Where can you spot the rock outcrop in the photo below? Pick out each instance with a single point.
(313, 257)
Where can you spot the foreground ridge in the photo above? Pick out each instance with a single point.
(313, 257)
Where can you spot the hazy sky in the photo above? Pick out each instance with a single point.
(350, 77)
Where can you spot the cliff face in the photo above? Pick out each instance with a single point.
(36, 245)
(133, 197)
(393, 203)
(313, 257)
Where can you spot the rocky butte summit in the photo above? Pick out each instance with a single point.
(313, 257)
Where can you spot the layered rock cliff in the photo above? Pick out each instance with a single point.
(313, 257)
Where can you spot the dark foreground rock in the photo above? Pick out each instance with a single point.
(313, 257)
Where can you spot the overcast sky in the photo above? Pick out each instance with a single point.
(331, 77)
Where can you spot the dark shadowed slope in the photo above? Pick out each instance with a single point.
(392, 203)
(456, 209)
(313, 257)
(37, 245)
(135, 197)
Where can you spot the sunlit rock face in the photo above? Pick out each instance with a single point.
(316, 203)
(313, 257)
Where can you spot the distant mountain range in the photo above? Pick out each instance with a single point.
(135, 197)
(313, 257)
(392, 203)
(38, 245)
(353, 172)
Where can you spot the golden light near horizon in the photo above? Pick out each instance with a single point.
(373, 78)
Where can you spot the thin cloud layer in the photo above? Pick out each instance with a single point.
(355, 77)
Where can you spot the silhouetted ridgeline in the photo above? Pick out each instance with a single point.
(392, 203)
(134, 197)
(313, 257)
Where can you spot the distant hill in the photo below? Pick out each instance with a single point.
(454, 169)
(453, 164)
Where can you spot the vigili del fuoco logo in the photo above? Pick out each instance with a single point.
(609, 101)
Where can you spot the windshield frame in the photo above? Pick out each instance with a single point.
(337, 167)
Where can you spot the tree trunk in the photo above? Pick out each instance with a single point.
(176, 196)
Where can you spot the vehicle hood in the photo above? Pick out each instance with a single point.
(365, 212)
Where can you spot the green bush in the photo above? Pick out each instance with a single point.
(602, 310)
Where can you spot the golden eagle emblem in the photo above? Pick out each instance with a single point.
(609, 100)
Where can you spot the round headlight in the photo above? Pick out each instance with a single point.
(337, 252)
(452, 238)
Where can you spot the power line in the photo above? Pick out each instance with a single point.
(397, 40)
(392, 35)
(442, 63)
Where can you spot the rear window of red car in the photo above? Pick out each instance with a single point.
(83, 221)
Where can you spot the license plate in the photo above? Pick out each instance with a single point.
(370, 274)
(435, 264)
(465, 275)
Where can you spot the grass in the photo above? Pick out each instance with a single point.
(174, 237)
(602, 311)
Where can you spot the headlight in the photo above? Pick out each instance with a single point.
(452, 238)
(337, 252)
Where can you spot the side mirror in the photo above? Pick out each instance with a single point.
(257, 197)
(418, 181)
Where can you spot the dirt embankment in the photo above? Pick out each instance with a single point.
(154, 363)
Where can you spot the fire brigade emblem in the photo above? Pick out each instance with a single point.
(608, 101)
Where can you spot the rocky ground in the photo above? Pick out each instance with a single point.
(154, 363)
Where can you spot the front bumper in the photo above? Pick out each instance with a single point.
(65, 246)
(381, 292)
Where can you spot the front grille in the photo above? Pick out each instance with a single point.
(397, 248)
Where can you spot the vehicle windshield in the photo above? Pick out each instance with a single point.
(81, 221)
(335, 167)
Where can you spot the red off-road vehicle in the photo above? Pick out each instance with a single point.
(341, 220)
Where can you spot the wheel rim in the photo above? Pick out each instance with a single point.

__________

→ Task prompt: Reproduce the material above exactly; please quote every line of it.

→ Right answer:
Where can you spot the rock outcrop in the photo below? Pick out each instance with a single point.
(313, 257)
Where can you spot the foreground ridge in the photo above? Pick out each instance with a single point.
(313, 257)
Where can you spot the hazy sky in the photo above? Pick out each instance with a single point.
(350, 77)
Where can you spot the cliff face in the photo above? Pick out each instance with a single point.
(36, 245)
(133, 197)
(393, 203)
(313, 257)
Where can you spot the rocky butte summit in the photo above? Pick out each instance with a single point.
(313, 257)
Where can you spot the layered rock cliff in the photo above? Pick out each instance with a single point.
(313, 257)
Where can you spot the dark foreground rock in the photo above? Pick out each instance with a single point.
(313, 257)
Where can you spot the overcast sky in the photo above? Pick out each instance with a single point.
(331, 77)
Where can you spot the dark shadowed slope in the photo above? Pick out each instance with a single point.
(392, 203)
(456, 209)
(313, 257)
(37, 245)
(135, 197)
Where can you spot the sunlit rock face in the photo above? Pick out each instance with a single point.
(316, 203)
(313, 257)
Where can you spot the distant mountain range in the photo above? Pick out each instance with a single point.
(135, 197)
(313, 257)
(392, 203)
(38, 245)
(353, 172)
Where can you spot the golden light near horizon in the photo above? Pick out each instance with a single point.
(373, 78)
Where can you spot the thin cloud layer in the photo above? Pick out each instance with a single point.
(355, 77)
Where can you spot the silhouetted ridgeline in the photo above? Pick out each instance with a single point.
(392, 203)
(134, 197)
(313, 257)
Where can you spot the distant hill in the photo below? Pick out each instance with a single point.
(454, 169)
(453, 164)
Where can you spot the vigili del fuoco logo in the photo above? Pick out each instance with a single point.
(609, 101)
Where can you spot the windshield frame in the photo above? Pick out each instance with a single point.
(337, 167)
Where can you spot the tree trunk in the photo above? Pick out each instance with a single point.
(176, 196)
Where can you spot the vehicle hood in the photo above? Pick out each instance with a single point.
(365, 212)
Where can you spot the green bush in the photo above? Pick out each instance with a single point.
(602, 310)
Where can you spot the golden eagle emblem in the photo above? Pick out each instance with a single point.
(609, 100)
Where can you spot the round headlight in the photo above? Pick out each instance with a single point.
(337, 252)
(452, 238)
Where can you spot the power line in the photo above? Pick out each instance with a single point.
(397, 40)
(392, 35)
(442, 63)
Where can you spot the rear window of red car in the photo above? Pick out each instance with a single point.
(83, 221)
Where can you spot the license plate in the photo above? Pick out each instance with a single point.
(370, 274)
(435, 264)
(465, 275)
Where can you spot the grass in the photo above? Pick out each instance with a single point.
(174, 237)
(602, 311)
Where can you spot the headlight in the photo above? Pick out each instance with a single point.
(452, 238)
(337, 252)
Where can you spot the side mirror in the photo above? Pick out each instance with a single point.
(257, 197)
(418, 181)
Where can you spot the dirt embankment in the photo above? Pick out each instance with a single point.
(154, 363)
Where can you spot the fire brigade emblem in the photo above? Pick out each instance with a single point.
(608, 101)
Where can you spot the rocky ground in the photo above? Pick out each instance with a single point.
(154, 363)
Where can you spot the front bumper in the photo above? Pick out each instance with a single point.
(65, 246)
(381, 292)
Where can you spot the front grille in the photo above? Pick out each instance with a single point.
(397, 248)
Where can you spot the vehicle windshield in the photo above? Pick out each instance with a single point.
(81, 221)
(335, 167)
Where can you spot the red off-road vehicle in the photo above? Pick out each instance with a single point.
(341, 220)
Where can you spot the wheel rim in the photo above? Pick out each instance with a single point.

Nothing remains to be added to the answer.